◆ **Excerpted records**
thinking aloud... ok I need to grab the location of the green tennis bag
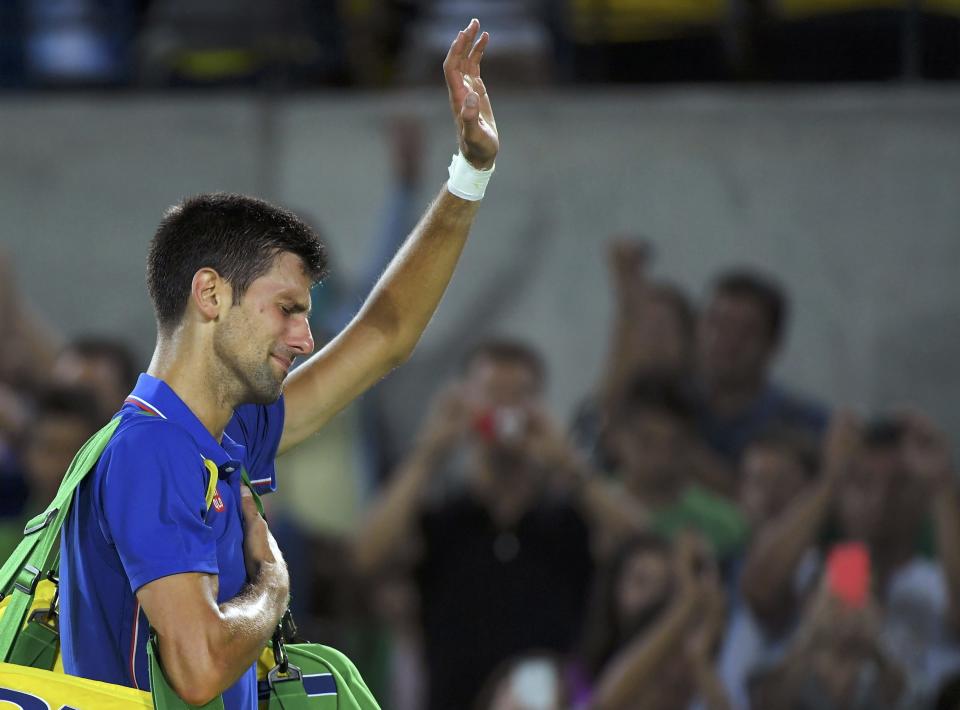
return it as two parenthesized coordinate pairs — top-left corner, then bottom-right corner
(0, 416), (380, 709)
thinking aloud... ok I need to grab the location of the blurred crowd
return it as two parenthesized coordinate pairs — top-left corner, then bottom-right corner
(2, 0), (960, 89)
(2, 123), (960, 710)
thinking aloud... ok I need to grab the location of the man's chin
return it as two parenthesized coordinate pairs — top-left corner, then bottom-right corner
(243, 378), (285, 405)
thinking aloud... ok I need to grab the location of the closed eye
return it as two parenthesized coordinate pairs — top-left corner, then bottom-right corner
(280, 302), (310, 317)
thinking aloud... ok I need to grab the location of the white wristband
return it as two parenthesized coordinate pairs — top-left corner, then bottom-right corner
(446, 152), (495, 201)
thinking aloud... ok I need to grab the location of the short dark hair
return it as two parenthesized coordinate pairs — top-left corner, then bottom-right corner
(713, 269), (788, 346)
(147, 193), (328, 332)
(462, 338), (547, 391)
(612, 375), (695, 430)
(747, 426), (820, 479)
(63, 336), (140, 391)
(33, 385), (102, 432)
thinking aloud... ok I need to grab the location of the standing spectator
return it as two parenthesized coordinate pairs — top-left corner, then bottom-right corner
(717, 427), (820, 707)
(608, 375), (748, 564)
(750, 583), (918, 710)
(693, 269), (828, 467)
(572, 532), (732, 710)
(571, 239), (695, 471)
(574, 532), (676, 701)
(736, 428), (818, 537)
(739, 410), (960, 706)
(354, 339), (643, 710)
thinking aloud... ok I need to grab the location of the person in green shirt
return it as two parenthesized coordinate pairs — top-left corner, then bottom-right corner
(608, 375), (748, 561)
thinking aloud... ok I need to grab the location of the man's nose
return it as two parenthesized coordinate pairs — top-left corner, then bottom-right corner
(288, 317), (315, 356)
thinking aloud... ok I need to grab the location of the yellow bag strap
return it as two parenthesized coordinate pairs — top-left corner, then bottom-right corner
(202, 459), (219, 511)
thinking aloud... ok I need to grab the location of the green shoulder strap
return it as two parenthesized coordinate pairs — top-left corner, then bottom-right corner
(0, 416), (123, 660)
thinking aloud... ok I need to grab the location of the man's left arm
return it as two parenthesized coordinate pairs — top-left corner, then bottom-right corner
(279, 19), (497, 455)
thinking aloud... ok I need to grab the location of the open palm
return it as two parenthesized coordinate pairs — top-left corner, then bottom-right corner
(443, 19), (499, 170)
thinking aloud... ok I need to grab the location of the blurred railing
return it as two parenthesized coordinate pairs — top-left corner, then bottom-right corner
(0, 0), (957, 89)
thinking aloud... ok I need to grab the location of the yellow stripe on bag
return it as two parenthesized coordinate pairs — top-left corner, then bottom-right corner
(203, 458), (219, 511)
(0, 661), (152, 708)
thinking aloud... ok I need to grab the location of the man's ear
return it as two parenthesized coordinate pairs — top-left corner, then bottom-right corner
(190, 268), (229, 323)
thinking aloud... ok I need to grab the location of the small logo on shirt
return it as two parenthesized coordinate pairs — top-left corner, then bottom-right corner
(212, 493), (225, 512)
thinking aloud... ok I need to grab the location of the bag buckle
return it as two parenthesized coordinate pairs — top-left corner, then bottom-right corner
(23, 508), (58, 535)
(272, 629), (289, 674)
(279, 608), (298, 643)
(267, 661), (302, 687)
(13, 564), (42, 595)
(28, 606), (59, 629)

◆ **What to do**
Using only the data above, copy out the lines that include the word "blurred".

◆ **Written answer**
thinking aloud... ok I need to grab the location of the blurred crowd
thinking aloud... ok I need to grab the location of the blurred railing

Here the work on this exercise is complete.